EXERCISE PROMPT:
Pull out every line of the records below that contains the string "tree". Case counts.
-- Start of SUPPLIED DATA --
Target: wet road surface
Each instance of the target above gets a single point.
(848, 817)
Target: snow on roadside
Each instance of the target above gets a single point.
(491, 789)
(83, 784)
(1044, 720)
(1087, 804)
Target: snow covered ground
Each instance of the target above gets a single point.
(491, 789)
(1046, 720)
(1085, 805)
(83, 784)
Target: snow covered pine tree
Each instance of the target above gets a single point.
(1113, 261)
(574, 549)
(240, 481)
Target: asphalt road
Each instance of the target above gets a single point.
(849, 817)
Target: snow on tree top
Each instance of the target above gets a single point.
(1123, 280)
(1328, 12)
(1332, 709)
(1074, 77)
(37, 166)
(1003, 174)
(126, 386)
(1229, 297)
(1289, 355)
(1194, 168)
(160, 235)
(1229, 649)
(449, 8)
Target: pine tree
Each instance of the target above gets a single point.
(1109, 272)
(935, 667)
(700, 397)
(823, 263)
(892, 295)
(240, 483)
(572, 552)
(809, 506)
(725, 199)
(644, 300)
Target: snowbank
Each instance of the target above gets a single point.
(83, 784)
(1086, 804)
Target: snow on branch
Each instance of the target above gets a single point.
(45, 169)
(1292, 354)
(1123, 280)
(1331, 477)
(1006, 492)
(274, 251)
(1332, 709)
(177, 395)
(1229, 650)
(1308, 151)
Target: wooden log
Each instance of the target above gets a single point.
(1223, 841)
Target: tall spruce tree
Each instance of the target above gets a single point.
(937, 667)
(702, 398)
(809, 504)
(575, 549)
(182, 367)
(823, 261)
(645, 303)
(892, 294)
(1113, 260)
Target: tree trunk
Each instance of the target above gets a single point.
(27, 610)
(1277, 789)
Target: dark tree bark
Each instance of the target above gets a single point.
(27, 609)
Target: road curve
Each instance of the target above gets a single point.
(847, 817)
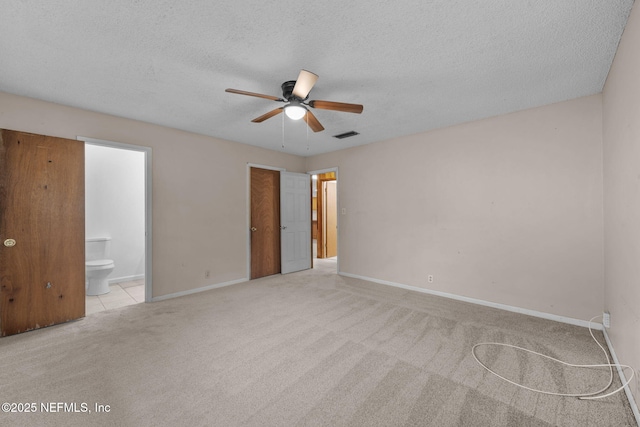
-- End of SUPPLIED DATA --
EXERCISE SOLUTION:
Target: snow covered pine tree
Target: snow on tree top
Target: pine tree
Target: tall spruce tree
Target: tree trunk
Target: dark tree bark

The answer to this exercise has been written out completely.